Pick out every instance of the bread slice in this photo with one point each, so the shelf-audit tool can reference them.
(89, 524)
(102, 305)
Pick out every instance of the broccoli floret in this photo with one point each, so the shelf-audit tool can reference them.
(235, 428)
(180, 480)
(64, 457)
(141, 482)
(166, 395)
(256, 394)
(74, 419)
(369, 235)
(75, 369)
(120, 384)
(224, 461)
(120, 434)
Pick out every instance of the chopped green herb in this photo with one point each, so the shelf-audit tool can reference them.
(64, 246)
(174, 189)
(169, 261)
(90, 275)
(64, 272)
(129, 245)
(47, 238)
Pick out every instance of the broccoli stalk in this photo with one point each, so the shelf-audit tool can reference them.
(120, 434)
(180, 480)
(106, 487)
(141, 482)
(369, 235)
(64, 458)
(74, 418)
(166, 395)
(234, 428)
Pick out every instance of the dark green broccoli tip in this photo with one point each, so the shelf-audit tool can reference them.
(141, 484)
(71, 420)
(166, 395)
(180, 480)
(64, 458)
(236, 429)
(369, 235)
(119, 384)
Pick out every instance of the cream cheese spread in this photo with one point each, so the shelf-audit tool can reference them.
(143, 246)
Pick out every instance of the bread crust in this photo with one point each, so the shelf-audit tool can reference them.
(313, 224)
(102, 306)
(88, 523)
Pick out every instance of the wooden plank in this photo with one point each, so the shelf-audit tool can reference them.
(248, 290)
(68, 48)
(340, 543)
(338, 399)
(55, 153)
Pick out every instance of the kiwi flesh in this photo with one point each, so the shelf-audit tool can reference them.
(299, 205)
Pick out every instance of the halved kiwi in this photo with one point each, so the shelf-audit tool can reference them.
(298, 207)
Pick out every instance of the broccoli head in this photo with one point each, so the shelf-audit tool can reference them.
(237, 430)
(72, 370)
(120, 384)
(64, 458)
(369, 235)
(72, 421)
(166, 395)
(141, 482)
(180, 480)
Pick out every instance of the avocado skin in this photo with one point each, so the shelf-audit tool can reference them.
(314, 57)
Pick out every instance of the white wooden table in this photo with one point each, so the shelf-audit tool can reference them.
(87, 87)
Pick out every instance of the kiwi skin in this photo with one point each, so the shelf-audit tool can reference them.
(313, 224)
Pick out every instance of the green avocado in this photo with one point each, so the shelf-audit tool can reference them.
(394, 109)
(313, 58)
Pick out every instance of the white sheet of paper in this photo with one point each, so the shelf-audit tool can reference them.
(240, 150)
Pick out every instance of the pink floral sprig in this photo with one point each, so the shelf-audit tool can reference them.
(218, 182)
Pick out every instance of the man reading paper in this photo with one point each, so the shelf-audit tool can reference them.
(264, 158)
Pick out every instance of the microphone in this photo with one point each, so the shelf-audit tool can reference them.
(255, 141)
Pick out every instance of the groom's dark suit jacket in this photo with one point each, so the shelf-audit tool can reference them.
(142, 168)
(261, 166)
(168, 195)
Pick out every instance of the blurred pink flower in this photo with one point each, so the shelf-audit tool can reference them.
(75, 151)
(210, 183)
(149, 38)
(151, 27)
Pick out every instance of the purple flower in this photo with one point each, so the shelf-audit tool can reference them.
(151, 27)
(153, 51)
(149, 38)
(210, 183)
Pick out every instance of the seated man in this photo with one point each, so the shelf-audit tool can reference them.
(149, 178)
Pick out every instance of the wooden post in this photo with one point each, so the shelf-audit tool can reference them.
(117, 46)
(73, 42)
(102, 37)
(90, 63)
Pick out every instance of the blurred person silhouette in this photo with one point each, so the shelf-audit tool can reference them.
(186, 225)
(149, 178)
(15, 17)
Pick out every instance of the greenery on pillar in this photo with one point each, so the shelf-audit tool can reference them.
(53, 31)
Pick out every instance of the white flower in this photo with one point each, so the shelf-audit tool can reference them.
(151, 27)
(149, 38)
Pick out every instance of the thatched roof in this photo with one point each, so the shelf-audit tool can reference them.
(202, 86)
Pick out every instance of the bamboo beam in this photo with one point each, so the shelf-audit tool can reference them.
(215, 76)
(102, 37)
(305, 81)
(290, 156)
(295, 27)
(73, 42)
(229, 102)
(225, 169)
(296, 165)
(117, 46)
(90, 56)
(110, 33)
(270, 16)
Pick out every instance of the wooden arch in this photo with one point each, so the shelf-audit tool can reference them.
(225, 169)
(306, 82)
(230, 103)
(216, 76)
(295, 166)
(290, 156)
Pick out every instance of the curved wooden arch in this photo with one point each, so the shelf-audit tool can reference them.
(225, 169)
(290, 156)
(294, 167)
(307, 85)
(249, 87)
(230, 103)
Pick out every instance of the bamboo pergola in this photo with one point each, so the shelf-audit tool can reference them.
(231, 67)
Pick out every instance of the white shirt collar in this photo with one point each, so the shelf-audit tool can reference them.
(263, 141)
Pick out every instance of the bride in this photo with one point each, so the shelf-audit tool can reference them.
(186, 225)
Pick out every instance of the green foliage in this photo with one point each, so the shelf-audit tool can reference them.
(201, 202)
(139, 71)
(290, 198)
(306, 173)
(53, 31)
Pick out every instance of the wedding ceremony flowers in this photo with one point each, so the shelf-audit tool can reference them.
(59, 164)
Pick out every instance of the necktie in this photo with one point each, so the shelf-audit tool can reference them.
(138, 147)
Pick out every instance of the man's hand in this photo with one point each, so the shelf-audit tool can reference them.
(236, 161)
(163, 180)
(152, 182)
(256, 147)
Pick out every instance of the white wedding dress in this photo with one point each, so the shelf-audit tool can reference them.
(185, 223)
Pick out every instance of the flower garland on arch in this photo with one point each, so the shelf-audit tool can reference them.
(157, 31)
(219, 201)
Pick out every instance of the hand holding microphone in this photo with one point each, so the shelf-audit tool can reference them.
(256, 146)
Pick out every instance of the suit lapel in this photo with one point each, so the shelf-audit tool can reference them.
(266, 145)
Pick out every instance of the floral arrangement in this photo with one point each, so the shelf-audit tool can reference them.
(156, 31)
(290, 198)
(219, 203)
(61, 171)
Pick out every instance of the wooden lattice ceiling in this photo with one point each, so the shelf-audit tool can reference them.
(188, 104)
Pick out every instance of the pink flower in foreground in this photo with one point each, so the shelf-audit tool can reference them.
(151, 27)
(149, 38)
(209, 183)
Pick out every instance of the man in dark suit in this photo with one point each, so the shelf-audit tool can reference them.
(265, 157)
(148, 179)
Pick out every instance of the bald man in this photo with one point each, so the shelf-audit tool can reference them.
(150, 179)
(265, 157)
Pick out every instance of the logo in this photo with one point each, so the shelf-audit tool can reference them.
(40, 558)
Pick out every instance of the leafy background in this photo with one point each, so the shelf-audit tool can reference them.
════
- [EXERCISE DESCRIPTION]
Return all of the data above verbatim.

- [RESPONSE TO THE EXERCISE]
Pick out every instance of the bread slice in this photo with one point each, so the shelf-audit tool can reference them.
(89, 524)
(102, 305)
Pick out every instance of the broccoli floret in this photo with one point each, so the shelf-audit tool can reference them.
(235, 428)
(180, 480)
(64, 457)
(141, 482)
(166, 395)
(256, 394)
(74, 419)
(369, 235)
(75, 369)
(120, 384)
(224, 461)
(120, 434)
Pick out every instance of the chopped green herb in this photo with one point each, so the shelf-audit tool can reference them.
(64, 246)
(174, 189)
(169, 261)
(90, 275)
(64, 272)
(129, 245)
(47, 238)
Pick out every instance of the broccoli stalk in this photo with one point each, so the shelf-audit tool can reference them.
(120, 434)
(180, 480)
(106, 487)
(141, 482)
(369, 235)
(64, 458)
(74, 418)
(166, 395)
(234, 428)
Pick out every instance of the dark green broccoli tip in this photo with one point each, so the shelf-audit tool can reference them.
(141, 484)
(71, 420)
(166, 395)
(180, 480)
(64, 458)
(236, 429)
(369, 235)
(119, 384)
Pick out every instance of the cream cheese spread in this photo with one point each, so the shelf-audit tool can reference them.
(143, 246)
Pick out every instance of the bread crust in this photo with one point each, so the shelf-audit tool can reference them.
(313, 224)
(102, 306)
(88, 523)
Pick out every instance of the wooden plank in this photo with one point each, so the shelf-audit tool can reference them.
(248, 290)
(68, 48)
(340, 543)
(338, 399)
(55, 153)
Pick out every instance of the kiwi flesh in this photo with one point each, so the shelf-audit tool can reference them.
(299, 205)
Pick out every instance of the halved kiwi in this photo with one point each, so the shelf-audit tool can reference them.
(298, 207)
Pick out every instance of the broccoli head in this photo with one point each, so the shelf-audit tool can reference them.
(237, 430)
(72, 370)
(120, 384)
(64, 458)
(369, 235)
(72, 421)
(166, 395)
(141, 482)
(180, 480)
Pick out every instance of the avocado skin in this photo with one point each, so the shelf-audit tool can reference them.
(314, 57)
Pick out every instance of the white wooden table in this photo with one point each, so the shelf-audit tool can reference them.
(87, 87)
Pick out every instance of the kiwi skin in this photo with one point each, so the shelf-audit tool can reference them.
(313, 224)
Pick out every instance of the green avocado in this photo with one point each, so the shelf-audit tool can reference them.
(394, 109)
(313, 58)
Pick out every instance of the white sheet of paper in this photo with one point each, so the shelf-audit tool can reference them.
(240, 150)
Pick out every instance of the pink floral sprig in this photo with one point each, so the shelf-audit tool can reference them.
(218, 182)
Pick out every instance of the man reading paper in this photo with one point each, so the shelf-audit tool can reference them.
(264, 158)
Pick out every instance of the microphone in this photo with one point each, so the shelf-audit tool can reference them.
(255, 141)
Pick out every instance of the groom's dark suit jacket in this photo with one point each, so the shelf-audit tool can reference them.
(142, 168)
(261, 166)
(168, 195)
Pick out every instance of the blurred pink flower in this photo with one point each, so the shelf-audit tool can reference them.
(75, 151)
(210, 183)
(149, 38)
(151, 27)
Pick out every instance of the purple flower in this photo with one point each, so the shelf-audit tool can reference them.
(151, 27)
(153, 51)
(149, 38)
(210, 183)
Pick out every instance of the seated man in this photo with one point each, so the shelf-audit tool can reference them.
(149, 178)
Pick out every instance of the wooden post in this photo with one point each, so the shelf-audit tool can reference them.
(117, 46)
(73, 42)
(102, 37)
(90, 63)
Pick out every instance of the blurred person silhouette in this photo with one point each, so the shelf-audit tool can reference them.
(186, 225)
(149, 178)
(15, 17)
Pick out every instance of the greenery on pillar in this photo with one point each, so the shelf-audit tool can reference them.
(53, 31)
Pick out every instance of the white flower in this photo with one point each, so the shelf-audit tool can reference them.
(151, 27)
(149, 38)
Pick out every instance of the thatched roof in this photo with one point each, so the shelf-audit tool can reference them.
(202, 86)
Pick out every instance of the bamboo beam in this photo with one point each, so the shelf-audit tool can reference them.
(215, 76)
(102, 37)
(305, 81)
(290, 156)
(295, 27)
(73, 42)
(229, 102)
(225, 169)
(296, 165)
(117, 46)
(90, 56)
(110, 33)
(270, 16)
Pick out every instance of the wooden arch in this photo with one point each, so the shelf-audit tool can reference them.
(225, 169)
(306, 82)
(230, 103)
(216, 76)
(295, 166)
(290, 156)
Pick out every instance of the curved wooden arch in this photo with one point each, so the shelf-audit tool can reference them.
(225, 169)
(290, 156)
(294, 167)
(307, 85)
(249, 87)
(230, 103)
Pick out every instance of the bamboo pergola in this photo with one point each, so the shelf-audit tool can reference them.
(231, 67)
Pick out every instance of the white shirt collar in this photo with one point each, so the shelf-audit tool can reference them.
(263, 141)
Pick out every instance of the bride in this photo with one point each, so the shelf-audit tool can reference them.
(186, 225)
Pick out every instance of the green foliage in this photo with one point each, so the shelf-audit tool can reference them.
(201, 202)
(139, 71)
(290, 198)
(306, 173)
(53, 31)
Pick out every instance of the wedding ceremony flowers in this photo with one point each, so the shelf-audit tool can reference them.
(59, 164)
Pick out every instance of the necktie in this photo with one point each, so the shelf-audit tool can reference them.
(138, 147)
Pick out every instance of the man's hand in this photo with one point each, so the shelf-audit tool can reference them.
(236, 161)
(163, 180)
(152, 182)
(256, 147)
Pick out every instance of the white wedding dress in this photo with one point each, so the shelf-audit tool can reference them.
(185, 223)
Pick out every instance of the flower garland on arch in this photo with one point each, so the shelf-audit tool can reference them.
(157, 31)
(219, 201)
Pick out every instance of the hand holding microphone in this photo with one point each, so the shelf-audit tool can reference them.
(256, 146)
Pick out every instance of the suit lapel in this photo with one point each, so the shelf-audit tool can reference them.
(266, 145)
Pick out every instance of the floral arrangement in this photo with one point each, so the shelf-audit tool can reference them.
(156, 31)
(290, 198)
(219, 203)
(61, 171)
Pick out every instance of the wooden lattice ceiling in this photo with one point each, so the shelf-audit tool can reference them.
(188, 104)
Pick out every instance of the pink flower in foreground in this photo with one point each, so the shelf-audit tool can reference them.
(151, 27)
(149, 38)
(209, 183)
Pick out every instance of the man in dark suit in this photo with one point each, so the shelf-audit tool can reference them.
(265, 157)
(148, 179)
Pick out every instance of the bald man in this photo with one point each, so the shelf-audit tool can reference them.
(150, 179)
(265, 157)
Pick out every instance of the logo in this photo with one point each, so the shelf-audit tool can reference them.
(40, 558)
Pick out every instance of the leafy background in this photo with one point each, so the shelf-audit tool can reference them.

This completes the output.